Report how many lines of the records below contain the string "sunglasses", with case counting toward a match. Reply with the number alone.

### ROWS
──────────────────────────────

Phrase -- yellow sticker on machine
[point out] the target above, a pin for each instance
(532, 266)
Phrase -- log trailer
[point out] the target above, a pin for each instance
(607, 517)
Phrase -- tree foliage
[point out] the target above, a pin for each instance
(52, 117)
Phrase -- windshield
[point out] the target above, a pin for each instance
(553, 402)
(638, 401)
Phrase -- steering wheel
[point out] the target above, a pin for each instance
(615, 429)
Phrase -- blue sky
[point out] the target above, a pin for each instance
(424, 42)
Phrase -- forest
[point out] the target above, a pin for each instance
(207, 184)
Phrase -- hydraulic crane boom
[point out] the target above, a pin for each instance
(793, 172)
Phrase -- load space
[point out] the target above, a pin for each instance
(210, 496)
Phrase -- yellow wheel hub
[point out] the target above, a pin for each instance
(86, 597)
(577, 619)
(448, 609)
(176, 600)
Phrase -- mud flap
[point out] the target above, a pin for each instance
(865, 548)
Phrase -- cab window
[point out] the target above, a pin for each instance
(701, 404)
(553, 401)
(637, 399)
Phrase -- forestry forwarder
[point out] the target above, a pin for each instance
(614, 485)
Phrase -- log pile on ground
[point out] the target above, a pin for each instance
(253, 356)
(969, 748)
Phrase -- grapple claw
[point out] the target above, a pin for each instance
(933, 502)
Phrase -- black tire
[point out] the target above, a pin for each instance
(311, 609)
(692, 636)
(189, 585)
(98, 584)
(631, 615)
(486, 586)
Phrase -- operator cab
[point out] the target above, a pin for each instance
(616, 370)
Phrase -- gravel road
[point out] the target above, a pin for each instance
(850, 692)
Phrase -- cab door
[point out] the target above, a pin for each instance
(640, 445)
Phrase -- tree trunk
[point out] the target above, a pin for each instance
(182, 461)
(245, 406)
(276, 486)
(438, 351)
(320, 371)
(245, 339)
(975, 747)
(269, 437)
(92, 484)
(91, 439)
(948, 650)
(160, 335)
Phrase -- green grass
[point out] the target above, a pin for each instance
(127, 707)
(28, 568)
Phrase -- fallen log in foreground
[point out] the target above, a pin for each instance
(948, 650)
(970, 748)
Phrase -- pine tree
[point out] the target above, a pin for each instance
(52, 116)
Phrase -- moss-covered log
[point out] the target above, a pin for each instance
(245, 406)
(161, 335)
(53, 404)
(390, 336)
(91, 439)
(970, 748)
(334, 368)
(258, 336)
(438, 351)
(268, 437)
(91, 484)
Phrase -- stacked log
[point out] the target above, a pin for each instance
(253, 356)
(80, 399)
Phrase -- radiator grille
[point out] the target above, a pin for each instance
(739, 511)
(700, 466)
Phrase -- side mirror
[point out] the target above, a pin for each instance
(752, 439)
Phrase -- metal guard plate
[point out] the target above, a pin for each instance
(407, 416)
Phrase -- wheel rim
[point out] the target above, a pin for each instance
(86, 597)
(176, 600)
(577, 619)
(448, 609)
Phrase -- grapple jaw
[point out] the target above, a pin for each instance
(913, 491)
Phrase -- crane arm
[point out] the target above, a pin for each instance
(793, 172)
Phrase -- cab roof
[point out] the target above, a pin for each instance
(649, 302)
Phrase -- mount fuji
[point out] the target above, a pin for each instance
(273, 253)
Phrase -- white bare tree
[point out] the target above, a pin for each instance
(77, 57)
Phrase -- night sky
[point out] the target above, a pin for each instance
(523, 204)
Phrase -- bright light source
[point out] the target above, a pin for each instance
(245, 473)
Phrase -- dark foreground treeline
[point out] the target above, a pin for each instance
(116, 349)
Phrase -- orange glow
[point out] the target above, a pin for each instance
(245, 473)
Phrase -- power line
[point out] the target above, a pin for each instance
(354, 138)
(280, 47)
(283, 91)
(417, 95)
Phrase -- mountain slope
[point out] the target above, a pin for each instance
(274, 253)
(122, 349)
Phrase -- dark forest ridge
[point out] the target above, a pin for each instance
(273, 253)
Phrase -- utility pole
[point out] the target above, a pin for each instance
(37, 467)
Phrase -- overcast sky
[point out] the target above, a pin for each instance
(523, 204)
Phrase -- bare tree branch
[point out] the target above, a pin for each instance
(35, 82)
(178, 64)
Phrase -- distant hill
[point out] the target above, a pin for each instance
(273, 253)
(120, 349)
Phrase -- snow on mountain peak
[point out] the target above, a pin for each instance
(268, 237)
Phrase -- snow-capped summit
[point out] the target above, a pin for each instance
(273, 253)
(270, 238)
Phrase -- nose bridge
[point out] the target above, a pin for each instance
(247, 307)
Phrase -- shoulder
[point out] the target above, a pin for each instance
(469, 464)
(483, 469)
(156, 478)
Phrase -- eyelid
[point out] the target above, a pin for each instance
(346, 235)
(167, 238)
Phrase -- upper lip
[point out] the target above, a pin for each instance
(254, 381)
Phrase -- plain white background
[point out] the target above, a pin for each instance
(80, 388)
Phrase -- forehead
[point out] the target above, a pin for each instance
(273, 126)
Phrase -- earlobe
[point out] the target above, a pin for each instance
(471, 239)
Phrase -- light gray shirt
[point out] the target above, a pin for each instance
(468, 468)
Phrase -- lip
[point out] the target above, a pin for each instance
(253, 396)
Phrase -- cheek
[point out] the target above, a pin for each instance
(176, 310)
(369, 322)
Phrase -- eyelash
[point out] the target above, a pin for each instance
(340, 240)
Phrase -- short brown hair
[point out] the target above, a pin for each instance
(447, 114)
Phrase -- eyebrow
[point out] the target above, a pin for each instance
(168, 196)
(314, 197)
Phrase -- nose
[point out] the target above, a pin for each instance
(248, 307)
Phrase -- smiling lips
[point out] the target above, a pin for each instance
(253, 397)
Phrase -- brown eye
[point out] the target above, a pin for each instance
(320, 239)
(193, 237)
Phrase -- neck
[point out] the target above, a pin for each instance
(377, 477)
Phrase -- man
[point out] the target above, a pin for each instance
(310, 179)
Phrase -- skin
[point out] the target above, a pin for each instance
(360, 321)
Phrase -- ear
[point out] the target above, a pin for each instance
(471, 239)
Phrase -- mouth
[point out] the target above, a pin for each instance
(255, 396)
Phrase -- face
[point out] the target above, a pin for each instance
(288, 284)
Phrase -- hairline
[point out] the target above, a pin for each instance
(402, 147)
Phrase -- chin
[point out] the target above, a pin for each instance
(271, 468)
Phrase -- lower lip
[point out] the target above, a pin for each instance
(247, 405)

──────────────────────────────

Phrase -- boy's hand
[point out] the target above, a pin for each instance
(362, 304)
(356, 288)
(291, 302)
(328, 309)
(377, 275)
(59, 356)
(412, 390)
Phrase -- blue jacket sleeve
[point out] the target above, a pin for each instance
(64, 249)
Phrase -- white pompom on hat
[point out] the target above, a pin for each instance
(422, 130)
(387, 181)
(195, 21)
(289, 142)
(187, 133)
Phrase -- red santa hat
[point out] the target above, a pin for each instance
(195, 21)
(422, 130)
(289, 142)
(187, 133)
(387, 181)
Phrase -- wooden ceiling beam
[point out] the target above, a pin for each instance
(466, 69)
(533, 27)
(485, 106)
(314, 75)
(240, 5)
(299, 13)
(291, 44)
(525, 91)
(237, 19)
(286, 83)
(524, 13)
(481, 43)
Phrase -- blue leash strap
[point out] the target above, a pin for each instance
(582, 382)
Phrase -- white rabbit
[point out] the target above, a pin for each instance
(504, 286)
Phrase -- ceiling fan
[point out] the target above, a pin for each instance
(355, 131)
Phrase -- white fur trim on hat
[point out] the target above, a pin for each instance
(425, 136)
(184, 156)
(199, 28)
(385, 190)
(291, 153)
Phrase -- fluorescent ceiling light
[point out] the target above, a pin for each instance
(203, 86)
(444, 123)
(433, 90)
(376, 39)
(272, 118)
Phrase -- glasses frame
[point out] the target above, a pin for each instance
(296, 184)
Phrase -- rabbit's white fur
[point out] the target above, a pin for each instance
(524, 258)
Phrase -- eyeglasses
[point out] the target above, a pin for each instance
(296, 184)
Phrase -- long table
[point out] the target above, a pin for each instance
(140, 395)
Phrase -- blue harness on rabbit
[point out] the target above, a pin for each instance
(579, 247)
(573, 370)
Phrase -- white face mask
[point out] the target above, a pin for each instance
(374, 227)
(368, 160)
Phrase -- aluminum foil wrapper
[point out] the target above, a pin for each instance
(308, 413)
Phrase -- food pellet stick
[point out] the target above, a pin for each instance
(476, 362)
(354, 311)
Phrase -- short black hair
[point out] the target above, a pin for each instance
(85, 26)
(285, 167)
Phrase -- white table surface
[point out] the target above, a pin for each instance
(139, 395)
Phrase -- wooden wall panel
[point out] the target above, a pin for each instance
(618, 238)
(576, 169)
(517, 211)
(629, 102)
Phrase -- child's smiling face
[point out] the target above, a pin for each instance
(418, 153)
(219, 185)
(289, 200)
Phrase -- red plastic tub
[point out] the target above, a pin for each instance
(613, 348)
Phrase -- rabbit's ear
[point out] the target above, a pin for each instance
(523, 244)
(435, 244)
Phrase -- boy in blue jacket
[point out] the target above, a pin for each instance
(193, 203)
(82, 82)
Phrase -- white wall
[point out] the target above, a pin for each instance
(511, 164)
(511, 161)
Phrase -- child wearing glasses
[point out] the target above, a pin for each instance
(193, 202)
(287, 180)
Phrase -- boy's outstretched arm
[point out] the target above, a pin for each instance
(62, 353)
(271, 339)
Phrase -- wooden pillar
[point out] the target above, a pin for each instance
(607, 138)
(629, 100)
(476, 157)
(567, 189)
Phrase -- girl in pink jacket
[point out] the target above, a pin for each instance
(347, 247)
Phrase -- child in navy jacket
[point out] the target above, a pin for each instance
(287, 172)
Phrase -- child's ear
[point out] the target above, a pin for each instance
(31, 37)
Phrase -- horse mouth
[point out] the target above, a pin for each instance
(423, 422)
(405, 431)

──────────────────────────────

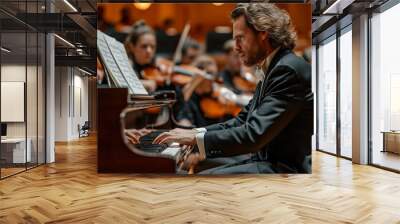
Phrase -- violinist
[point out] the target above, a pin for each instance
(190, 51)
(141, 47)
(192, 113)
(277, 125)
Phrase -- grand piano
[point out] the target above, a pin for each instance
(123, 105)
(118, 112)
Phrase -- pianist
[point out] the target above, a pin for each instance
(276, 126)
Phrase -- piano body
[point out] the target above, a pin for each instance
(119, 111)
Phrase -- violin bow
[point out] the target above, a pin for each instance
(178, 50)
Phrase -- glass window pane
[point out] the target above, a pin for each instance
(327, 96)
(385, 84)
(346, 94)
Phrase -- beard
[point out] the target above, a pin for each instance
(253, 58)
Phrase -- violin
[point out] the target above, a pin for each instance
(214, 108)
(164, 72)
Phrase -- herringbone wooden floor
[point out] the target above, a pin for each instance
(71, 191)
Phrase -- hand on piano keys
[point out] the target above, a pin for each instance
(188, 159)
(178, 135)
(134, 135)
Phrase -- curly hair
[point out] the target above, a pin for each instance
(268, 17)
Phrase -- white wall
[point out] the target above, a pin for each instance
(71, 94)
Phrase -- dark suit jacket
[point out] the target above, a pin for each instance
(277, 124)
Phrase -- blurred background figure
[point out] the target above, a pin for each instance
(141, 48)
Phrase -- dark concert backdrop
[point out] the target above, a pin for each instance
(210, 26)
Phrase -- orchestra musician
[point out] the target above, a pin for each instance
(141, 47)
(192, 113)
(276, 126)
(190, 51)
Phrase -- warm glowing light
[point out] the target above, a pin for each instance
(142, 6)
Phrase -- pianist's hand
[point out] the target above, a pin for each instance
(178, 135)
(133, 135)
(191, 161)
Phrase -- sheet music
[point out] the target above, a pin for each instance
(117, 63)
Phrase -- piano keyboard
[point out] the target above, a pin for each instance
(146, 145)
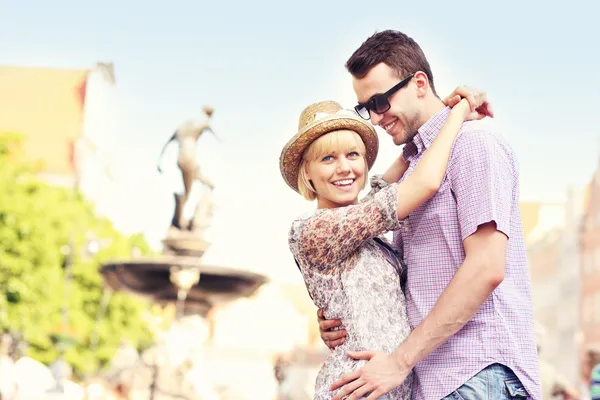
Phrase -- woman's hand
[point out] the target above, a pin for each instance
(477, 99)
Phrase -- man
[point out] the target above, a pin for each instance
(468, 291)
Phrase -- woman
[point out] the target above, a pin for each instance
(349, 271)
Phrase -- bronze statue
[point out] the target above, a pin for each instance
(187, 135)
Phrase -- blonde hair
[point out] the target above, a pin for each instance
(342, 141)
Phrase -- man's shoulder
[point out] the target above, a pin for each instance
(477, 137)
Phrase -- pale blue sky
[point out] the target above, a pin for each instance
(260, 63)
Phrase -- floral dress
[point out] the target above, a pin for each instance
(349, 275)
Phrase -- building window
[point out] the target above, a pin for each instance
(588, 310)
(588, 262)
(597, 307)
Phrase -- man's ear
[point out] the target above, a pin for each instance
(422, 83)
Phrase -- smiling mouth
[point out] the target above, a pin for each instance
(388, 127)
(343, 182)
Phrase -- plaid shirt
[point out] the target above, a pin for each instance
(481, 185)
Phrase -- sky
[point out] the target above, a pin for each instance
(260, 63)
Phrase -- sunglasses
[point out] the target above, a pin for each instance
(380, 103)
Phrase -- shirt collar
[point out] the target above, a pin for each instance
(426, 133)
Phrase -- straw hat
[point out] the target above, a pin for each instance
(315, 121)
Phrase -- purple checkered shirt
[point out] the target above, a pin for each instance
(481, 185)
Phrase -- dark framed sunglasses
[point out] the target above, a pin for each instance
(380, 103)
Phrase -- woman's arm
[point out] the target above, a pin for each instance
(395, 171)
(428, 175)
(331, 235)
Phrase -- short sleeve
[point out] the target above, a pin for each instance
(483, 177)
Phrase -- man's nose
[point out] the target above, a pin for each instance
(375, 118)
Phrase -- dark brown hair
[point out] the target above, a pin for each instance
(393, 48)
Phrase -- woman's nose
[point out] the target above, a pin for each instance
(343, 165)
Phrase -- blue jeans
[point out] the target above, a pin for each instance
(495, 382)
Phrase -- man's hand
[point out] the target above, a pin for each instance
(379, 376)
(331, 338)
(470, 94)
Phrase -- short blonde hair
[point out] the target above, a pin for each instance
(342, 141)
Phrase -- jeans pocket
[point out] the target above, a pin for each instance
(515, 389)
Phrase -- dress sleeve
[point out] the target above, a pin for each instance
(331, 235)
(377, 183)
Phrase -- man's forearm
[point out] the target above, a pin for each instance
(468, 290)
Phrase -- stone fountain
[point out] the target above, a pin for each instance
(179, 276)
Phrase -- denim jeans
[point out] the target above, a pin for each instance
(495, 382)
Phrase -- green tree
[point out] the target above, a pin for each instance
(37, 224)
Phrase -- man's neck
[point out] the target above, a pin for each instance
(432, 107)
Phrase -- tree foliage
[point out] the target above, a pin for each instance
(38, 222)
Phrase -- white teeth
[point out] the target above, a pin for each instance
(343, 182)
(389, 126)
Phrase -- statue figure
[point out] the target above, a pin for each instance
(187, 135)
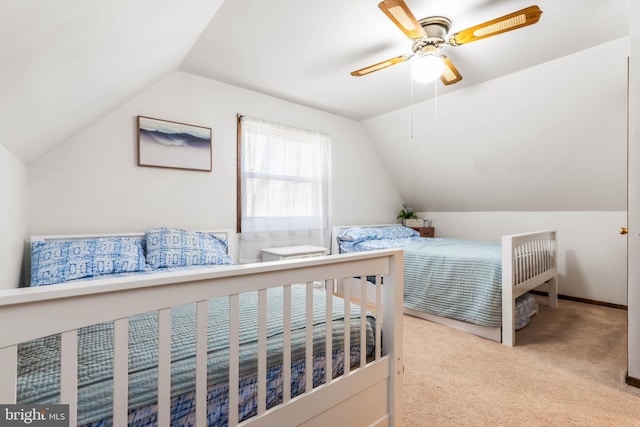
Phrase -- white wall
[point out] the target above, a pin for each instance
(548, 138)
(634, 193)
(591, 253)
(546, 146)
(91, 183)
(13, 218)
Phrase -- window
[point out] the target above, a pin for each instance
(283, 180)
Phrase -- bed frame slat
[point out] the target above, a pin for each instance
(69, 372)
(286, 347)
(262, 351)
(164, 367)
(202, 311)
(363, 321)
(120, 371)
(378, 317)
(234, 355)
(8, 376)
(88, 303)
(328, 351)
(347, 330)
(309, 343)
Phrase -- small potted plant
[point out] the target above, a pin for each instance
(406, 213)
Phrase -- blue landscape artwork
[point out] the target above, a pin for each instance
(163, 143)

──────────────────────────────

### EXERCISE OUTPUT
2